→ Selection

--- --- ---

The quest to get every build process to be deterministic is definitely a bigger problem and it will never be solved for all of Nixpkgs. NixOS does have a reproducibility project[1], and some non-trivial amount of NixOS actually is properly reproducible, but the observation that Nixpkgs is too vast is definitely spot-on, especially because in most cases the real issues lie upstream. (and carrying patches for reproducibility is possible, but it adds even more maintainer burden.)
[1]: https://reproducible.nixos.org/
Not least because of unfree and/or binary-blob packages that can't be reproducible because they don't even build anything. As much as Guix' strict FOSS and build-from-source policy can be an annoyance, it is a necessary precondition to achieve full reproducibility from source, i.e. the full-source bootstrap.
In any case, it's all a bit imperfect anyway, since it's from the perspective of the package manager, which can't be absolutely sure there's no blobs. Anyone who follows Linux-libre releases can see how hard it really is to find all of those needles in the haystack. (And yeah, it would be fantastic if we could have machines with zero unfree code and no blobs, but the majority of computers sold today can't meaningfully operate like that.)
I actually believe there's plenty of value in the builds still being reproducible even when blobs are present: you can still verify that the supply chain is not compromised outside of the blobs. For practical reasons, most users will need to stick to limiting the amount of blobs rather than fully eliminating them.
[1]: https://nixos.org/manual/nixpkgs/stable/#sec-meta-license
[2]: https://nixos.org/manual/nixpkgs/stable/#sec-meta-sourceProv...
How so? Bazel produces the same results for the same inputs.
The Nix sandbox does completely obscure the host filesystem and limit network access to processes that can produce a bit-exact output only.
(Bazel also obviously uses the system compilers and headers. Nix does not.)
It's an important constituent, but only complete OS-emulation with deterministic scheduling could (at a huge overhead) actually result in bit-by-bit reproducible artifacts with arbitrary build steps.
There are an endless source of impurities/randomness and most compilers haven't historically cared much about this.
That all said, in practice, many of the cases where Nixpkgs builds are not deterministic are actually fairly trivial. Despite not being a specific goal necessarily, compilers are more deterministic than not, and in practice the sources of non-determinism are fewer than you'd think. Case in point, I'm pretty sure the vast majority of Nixpkgs packages that are bit-for-bit reproducible just kind of are by accident, because nothing in the build is actually non-deterministic. Many of the cases of non-deterministic builds are fairly trivial, such as things just linking in different orders depending on scheduling.
Running everything under a deterministic VM would probably be too slow and/or cumbersome, so I think Nix is the best it's going to get.
Nonetheless, I agree that Nix does the optimum here, full-on emulation would be prohibitively expensive.
The point is that Nix will catch a lot more of them than Bazel does, since Nix manages the toolchain used to build, whereas Bazel just runs the host system cc.
This does actually exist; check out antithesis's product. I'm not sure how much is public information but their main service is a deterministic (...I'm not sure to what extent this is true, but that was the claim I heard) many-core vm on which otherwise difficult testing scenarios can be reproduced (clusters, databases, video games, maybe even kernels?) to observe bugs that only arise in extremely difficult to reproduce circumstances.

--- --- ---

→ Listed records
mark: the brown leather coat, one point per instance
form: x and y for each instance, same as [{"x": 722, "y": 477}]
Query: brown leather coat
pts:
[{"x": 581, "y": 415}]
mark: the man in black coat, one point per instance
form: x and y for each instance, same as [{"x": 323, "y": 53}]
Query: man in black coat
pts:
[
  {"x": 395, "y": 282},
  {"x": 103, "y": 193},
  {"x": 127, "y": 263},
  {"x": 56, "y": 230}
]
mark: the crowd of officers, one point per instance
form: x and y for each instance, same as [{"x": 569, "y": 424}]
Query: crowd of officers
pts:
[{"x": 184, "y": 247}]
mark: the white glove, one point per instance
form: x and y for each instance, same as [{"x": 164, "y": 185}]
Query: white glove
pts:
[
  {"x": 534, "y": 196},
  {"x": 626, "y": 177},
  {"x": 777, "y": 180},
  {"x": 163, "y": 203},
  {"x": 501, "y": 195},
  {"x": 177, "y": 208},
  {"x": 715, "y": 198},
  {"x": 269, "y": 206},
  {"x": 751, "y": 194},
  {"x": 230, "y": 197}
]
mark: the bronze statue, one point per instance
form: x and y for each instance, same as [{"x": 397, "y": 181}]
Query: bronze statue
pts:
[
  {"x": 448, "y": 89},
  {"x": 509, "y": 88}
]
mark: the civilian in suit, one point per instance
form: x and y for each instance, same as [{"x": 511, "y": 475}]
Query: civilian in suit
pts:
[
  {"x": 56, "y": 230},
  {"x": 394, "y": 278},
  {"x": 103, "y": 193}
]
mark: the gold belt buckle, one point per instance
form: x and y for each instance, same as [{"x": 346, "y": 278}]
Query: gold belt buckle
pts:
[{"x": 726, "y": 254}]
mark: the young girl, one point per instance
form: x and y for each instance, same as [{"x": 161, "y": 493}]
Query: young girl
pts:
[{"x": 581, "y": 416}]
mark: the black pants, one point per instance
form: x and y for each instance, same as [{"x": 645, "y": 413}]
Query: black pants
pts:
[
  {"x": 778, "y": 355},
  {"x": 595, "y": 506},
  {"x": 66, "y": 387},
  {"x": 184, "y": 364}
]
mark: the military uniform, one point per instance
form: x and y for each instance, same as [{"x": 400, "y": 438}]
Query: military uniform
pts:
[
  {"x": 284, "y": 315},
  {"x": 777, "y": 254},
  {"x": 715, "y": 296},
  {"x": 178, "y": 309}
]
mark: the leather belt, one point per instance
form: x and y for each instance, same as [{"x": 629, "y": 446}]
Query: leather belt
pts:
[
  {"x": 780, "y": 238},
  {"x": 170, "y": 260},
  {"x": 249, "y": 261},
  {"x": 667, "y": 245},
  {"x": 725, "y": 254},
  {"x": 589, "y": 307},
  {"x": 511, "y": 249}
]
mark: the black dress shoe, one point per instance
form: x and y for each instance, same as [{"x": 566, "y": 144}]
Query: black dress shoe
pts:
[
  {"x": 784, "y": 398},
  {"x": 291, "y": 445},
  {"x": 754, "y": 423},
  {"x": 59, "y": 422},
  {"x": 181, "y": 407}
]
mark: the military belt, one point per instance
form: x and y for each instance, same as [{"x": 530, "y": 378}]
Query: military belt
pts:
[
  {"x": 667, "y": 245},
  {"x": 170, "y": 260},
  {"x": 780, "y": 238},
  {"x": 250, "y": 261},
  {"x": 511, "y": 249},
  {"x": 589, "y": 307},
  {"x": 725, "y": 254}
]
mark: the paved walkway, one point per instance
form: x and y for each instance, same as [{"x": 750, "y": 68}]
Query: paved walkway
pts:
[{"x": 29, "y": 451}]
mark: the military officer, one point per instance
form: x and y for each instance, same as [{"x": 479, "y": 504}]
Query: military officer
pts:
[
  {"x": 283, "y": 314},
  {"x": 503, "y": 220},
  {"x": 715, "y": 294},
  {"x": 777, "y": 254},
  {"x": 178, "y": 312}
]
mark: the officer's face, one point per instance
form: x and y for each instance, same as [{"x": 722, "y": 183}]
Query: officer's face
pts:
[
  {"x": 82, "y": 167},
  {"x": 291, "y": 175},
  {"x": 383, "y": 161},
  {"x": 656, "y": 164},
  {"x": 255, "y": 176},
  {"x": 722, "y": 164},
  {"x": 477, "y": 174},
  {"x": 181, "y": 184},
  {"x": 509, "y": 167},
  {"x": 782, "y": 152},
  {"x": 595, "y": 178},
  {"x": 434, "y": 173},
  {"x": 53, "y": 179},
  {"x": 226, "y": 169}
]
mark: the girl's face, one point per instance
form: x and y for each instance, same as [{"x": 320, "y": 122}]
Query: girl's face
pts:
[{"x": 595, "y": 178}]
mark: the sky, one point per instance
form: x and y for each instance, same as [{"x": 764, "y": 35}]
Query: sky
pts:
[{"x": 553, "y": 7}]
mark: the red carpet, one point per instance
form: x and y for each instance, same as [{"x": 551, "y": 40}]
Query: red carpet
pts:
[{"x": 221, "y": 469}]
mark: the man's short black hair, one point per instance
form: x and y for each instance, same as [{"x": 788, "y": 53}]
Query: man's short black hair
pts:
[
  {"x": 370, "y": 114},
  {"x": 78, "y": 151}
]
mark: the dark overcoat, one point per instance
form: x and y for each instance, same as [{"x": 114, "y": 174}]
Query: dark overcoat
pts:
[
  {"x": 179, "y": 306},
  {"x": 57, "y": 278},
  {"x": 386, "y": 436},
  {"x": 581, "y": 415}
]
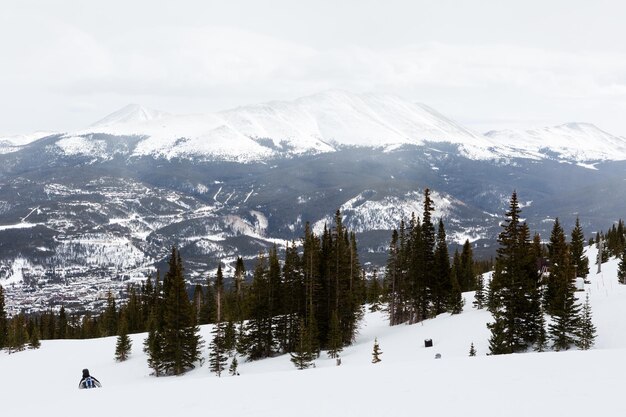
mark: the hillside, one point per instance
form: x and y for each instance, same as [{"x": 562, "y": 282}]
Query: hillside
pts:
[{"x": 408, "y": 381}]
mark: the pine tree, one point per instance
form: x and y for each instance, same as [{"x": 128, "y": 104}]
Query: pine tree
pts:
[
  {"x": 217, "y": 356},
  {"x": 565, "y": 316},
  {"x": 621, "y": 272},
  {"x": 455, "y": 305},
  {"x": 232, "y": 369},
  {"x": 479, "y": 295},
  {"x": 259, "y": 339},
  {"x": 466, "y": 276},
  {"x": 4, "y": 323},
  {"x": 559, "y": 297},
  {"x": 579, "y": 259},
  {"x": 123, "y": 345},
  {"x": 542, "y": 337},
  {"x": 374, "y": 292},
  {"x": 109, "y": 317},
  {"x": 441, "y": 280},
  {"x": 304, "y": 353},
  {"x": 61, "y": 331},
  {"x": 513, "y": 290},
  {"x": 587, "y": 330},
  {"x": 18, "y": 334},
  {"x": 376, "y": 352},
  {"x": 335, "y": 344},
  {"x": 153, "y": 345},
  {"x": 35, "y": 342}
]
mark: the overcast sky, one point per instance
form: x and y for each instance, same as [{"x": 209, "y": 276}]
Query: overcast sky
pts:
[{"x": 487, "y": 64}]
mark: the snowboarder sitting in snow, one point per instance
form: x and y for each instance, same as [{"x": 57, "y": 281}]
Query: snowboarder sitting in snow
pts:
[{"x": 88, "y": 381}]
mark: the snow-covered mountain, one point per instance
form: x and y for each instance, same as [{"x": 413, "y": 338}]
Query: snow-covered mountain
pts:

--- --- ---

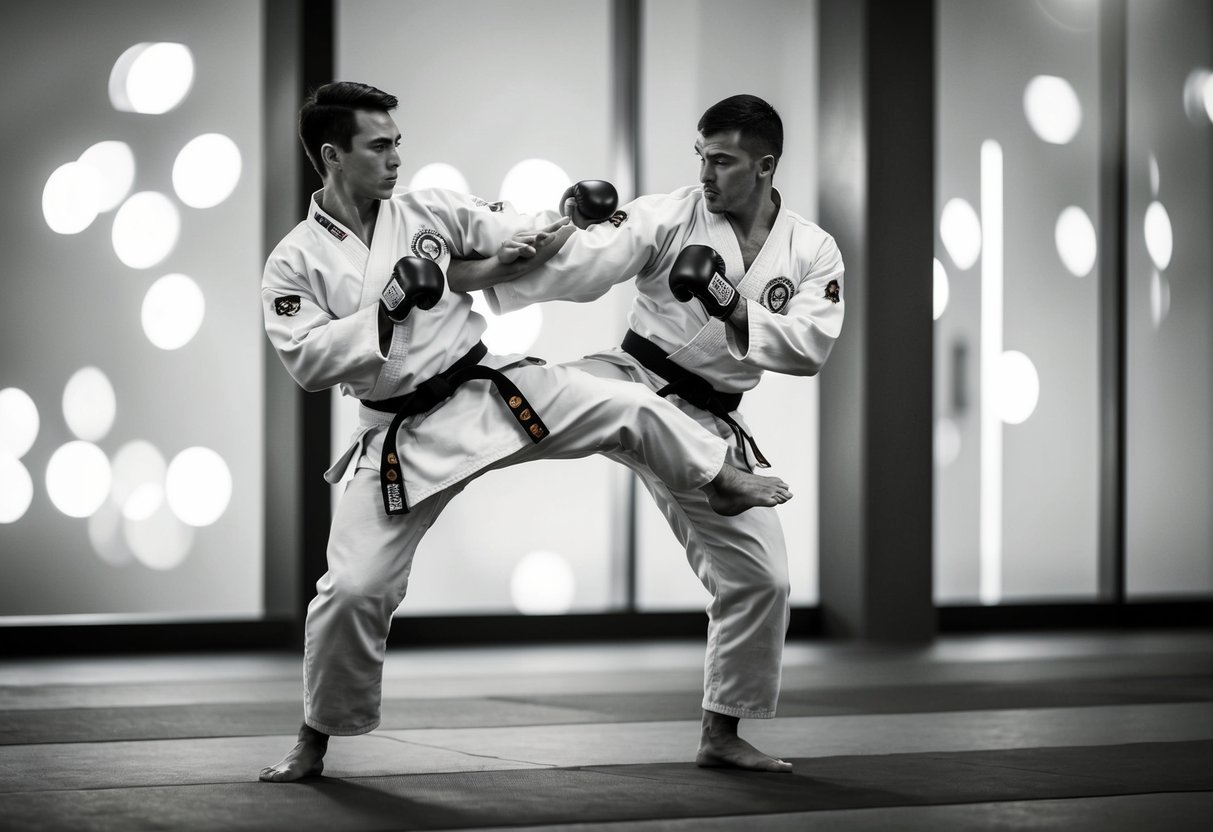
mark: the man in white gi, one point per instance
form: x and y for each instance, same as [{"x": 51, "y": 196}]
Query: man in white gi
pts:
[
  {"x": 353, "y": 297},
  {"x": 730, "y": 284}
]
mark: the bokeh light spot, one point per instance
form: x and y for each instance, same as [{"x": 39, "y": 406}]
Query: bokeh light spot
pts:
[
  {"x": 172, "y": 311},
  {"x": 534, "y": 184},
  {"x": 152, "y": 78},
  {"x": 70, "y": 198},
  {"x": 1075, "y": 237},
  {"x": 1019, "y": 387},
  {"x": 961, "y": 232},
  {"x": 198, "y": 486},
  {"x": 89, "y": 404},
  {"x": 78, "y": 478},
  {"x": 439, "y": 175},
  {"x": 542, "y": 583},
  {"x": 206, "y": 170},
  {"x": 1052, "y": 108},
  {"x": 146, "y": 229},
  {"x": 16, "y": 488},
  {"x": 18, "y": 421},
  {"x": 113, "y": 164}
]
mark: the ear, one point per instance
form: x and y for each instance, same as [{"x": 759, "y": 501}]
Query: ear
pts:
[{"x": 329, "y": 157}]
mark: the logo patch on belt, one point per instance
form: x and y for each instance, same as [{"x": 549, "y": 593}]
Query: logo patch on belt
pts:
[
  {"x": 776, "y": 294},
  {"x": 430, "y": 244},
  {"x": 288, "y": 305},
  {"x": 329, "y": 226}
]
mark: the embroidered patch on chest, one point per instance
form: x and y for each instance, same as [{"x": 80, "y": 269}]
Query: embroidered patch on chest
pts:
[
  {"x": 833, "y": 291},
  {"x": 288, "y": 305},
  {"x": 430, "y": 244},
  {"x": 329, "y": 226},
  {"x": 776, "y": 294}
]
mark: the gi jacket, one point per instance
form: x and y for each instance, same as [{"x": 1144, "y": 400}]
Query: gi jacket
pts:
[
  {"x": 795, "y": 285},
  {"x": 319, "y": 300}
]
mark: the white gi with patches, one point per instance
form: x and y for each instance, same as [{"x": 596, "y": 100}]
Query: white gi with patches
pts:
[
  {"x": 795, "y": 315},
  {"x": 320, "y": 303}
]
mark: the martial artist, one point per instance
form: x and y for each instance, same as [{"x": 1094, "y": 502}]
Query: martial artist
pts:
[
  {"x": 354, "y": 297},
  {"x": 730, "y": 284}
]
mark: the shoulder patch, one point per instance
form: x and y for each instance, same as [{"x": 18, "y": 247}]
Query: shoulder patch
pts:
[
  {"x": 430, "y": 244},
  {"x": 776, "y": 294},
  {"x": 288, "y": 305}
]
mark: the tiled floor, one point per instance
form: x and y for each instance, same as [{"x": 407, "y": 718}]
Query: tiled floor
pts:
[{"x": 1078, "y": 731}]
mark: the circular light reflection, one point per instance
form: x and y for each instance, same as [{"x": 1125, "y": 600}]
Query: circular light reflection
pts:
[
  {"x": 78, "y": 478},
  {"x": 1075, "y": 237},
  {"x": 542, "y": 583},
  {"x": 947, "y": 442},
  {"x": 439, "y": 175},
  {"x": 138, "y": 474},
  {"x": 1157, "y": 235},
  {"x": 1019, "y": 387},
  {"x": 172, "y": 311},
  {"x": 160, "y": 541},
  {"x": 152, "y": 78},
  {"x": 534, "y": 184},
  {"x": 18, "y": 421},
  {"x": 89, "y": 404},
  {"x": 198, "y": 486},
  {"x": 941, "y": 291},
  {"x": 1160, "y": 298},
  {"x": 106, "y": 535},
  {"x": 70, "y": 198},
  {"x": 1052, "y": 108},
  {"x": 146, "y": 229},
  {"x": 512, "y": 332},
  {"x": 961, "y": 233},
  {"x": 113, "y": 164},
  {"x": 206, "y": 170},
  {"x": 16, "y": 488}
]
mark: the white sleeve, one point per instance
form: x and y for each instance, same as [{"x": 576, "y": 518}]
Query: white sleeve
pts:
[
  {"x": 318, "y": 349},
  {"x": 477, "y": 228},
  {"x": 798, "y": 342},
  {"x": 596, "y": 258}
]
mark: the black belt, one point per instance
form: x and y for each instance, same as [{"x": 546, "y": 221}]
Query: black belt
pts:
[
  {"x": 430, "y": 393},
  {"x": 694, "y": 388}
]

--- --- ---

→ Requests
[1] In the thread on Nix build reproducibility, what does Bazel use that Nix does not?
[2] Please extend the thread on Nix build reproducibility above, picking up after its last post.

→ Answers to the problems
[1] The system compilers and headers.

[2]
It does seem like overkill just to get a marginally more reproducible build system, though.
Bazel absolutely prevents network access and filesystem access (reads) from builds. (only permitting explicit network includes from the WORKSPACE file, and access to files explicitly depended on in the BUILD files).
Maybe you can write some “rules_” for languages that violate this, but it is designed purposely to be hermetic and bit-perfect reproducible.
EDIT:
From the FAQ[0]:
> Will Bazel make my builds reproducible automatically?
> For Java and C++ binaries, yes, assuming you do not change the toolchain.
The issues with Docker's style of "reproducible" (meaning.. consistent environment; are also outlined in the same FAQ[1]
> Doesn’t Docker solve the reproducibility problems?
> Docker does not address reproducibility with regard to changes in the source code. Running Make with an imperfectly written Makefile inside a Docker container can still yield unpredictable results.
[0]: https://bazel.build/about/faq#will_bazel_make_my_builds_repr...
[1]: https://bazel.build/about/faq#doesn’t_docker_solve_the_repro...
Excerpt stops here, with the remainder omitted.